**Excerpted data**
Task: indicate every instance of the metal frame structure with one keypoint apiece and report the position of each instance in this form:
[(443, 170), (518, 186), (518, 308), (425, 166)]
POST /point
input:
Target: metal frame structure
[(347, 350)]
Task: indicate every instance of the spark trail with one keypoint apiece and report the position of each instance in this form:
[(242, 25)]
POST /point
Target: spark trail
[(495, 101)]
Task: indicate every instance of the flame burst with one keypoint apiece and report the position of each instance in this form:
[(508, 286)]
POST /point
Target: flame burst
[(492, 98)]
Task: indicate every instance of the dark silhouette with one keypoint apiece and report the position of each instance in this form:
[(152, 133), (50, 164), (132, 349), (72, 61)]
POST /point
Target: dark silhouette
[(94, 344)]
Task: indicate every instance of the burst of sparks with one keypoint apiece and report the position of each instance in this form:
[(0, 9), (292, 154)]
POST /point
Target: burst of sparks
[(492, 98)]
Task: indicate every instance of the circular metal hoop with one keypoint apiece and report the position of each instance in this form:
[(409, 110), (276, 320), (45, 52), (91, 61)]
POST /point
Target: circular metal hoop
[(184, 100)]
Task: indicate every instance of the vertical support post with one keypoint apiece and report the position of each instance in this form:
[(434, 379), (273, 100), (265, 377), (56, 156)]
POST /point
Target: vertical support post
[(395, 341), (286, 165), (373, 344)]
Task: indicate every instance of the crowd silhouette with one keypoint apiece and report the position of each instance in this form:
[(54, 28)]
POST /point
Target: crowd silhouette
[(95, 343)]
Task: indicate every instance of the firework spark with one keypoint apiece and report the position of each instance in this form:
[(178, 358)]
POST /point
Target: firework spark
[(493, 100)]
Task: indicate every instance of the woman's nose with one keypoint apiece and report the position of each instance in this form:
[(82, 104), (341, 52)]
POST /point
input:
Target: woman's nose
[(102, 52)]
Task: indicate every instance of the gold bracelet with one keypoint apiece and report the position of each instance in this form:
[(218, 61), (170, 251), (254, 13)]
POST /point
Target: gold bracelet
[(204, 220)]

**What is expected**
Please rewrite all of the records above, swapping "keypoint" for "marker" and changing nothing else.

**Result of the task**
Task: indicate every instance of the metal frame structure with one marker apiece and report the position of each instance in this form:
[(443, 170), (518, 186), (518, 308), (425, 166)]
POST /point
input:
Target: metal frame structure
[(347, 350)]
Task: indicate every instance of the spark trail with one marker apiece and report the position of each instance in this form:
[(242, 25)]
POST /point
Target: spark trail
[(495, 101)]
Task: indicate every instance of the flame burst with one marker apiece and report the position of each instance in this form:
[(508, 286)]
POST /point
Target: flame burst
[(492, 98)]
Task: indicate every instance of the dark silhouette with one marker apiece and report the position of each instance in this form:
[(152, 133), (50, 164), (132, 349), (72, 61)]
POST /point
Target: dark silhouette
[(94, 344)]
Task: indicate every instance of the burst of sparks with one marker apiece and report the position of each instance in this form:
[(0, 9), (292, 154)]
POST /point
Target: burst of sparks
[(492, 98)]
Task: indicate every instance of the circular metal hoop with one marker apiece and report the position of each instance in this form:
[(409, 110), (276, 320), (45, 52), (91, 61)]
POST /point
Target: circular metal hoop
[(184, 100)]
Task: indicate every instance of the vertical support post with one marker apiece and report the position of each instance in this form:
[(434, 379), (273, 100), (265, 377), (56, 156)]
POST /point
Target: vertical support post
[(395, 341), (286, 165), (373, 344)]
Task: indicate every instance of the crowd silhouette with one marker apiece and report the position of each instance in this form:
[(54, 28)]
POST /point
Target: crowd silhouette
[(95, 343)]
Task: indicate every instance of the firework spark with one marker apiece and report the position of each instance in this form:
[(178, 358)]
POST /point
Target: firework spark
[(493, 100)]
Task: indicate every instance of the woman's nose with one marker apiece and report the position of each instance in this form:
[(82, 104), (341, 52)]
POST /point
input:
Target: woman's nose
[(102, 52)]
Task: indicate every instance of the gold bracelet with one marker apiece and report the position of each instance in this form:
[(218, 61), (170, 251), (254, 13)]
POST /point
Target: gold bracelet
[(204, 220)]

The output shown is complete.